→ **Your assignment**
Print out every record exactly as it appears.

Records contained in a dataset:
# # #
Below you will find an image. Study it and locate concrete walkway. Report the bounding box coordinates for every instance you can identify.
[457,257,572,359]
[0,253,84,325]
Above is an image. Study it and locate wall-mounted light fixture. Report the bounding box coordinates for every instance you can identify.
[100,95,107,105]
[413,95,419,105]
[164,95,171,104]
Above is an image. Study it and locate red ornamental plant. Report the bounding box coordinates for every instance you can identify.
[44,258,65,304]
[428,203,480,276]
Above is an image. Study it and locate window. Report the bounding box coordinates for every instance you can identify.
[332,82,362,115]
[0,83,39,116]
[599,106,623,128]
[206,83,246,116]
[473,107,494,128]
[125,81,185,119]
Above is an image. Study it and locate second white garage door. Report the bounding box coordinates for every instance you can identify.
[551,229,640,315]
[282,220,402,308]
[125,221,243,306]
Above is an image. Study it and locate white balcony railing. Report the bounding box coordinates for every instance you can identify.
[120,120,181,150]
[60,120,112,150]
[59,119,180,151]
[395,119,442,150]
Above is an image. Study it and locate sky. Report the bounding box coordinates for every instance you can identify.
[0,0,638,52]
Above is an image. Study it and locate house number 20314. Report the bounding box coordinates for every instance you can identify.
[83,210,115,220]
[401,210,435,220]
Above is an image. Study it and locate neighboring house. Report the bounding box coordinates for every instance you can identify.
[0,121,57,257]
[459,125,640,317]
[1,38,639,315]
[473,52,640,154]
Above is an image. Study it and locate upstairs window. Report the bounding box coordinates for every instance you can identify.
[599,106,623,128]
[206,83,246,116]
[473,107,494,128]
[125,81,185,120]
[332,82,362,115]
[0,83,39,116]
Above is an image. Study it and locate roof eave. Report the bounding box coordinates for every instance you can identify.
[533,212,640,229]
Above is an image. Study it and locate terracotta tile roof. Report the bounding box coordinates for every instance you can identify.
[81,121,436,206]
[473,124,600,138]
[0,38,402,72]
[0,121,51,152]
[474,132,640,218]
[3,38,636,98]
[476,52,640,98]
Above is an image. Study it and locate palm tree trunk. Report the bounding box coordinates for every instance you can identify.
# # #
→ **Result for this task**
Below you will find an image. Study it and locate concrete walkway. Report the bounding box coordinates for every instance you can identify.
[457,257,572,359]
[0,253,84,325]
Above is an image. Study it and locate wall-mounted light fixture. Report the bounding box coordinates for every instance you can identify.
[100,95,107,105]
[413,95,419,105]
[164,95,171,104]
Above is an image. Study it and locate red ornamental plant. Report the bounding box coordinates for every instance you can identify.
[44,258,65,304]
[428,203,480,276]
Above is an image. Study it and locate window. Report the bounding box coordinates for every instance you can identify.
[332,82,362,115]
[0,83,39,116]
[599,106,623,128]
[206,83,246,116]
[473,107,494,128]
[125,81,185,119]
Above is an image. Study it and locate second white garage door. Report the bounding box coordinates for every instance you can identify.
[551,229,640,315]
[282,220,402,308]
[125,221,243,306]
Above is an image. Study it and locate white balcony railing. Report the bounding box coordinates for every instance you can identify.
[120,120,181,150]
[60,120,112,150]
[59,119,180,151]
[395,119,442,150]
Above is an image. Study it and locate sky. Report the bounding box coordinates for every instance you can identify.
[0,0,638,52]
Above is an image. Study it and locate house number 20314. Report the bounding box coordinates for every instance you can identify.
[83,210,115,220]
[401,210,435,220]
Above is an image. Study it and locate neighboring house. Report the bounding box coordinates for every instance you can identify.
[0,121,57,257]
[459,125,640,317]
[1,38,639,315]
[473,52,640,154]
Above is an image. Study it and locate upstairs window. Report the bounding box coordinates for every instance you can identify.
[599,106,623,128]
[206,83,246,116]
[473,107,494,128]
[125,81,185,120]
[332,82,362,115]
[0,83,39,116]
Above is an image. Study it and locate roof eave. Report the bounding box coordinates for every instance you can identify.
[533,212,640,229]
Above is an image. Study it and locate terracotta tile roof. Report the bounding box coordinates for every instance you can identify.
[81,121,436,206]
[473,124,600,138]
[0,38,402,72]
[0,121,51,152]
[474,132,640,218]
[3,38,636,98]
[476,52,640,98]
Above is an image. Study it and locate palm tree trunk. Report the bounding box coordinates for every instance you can identify.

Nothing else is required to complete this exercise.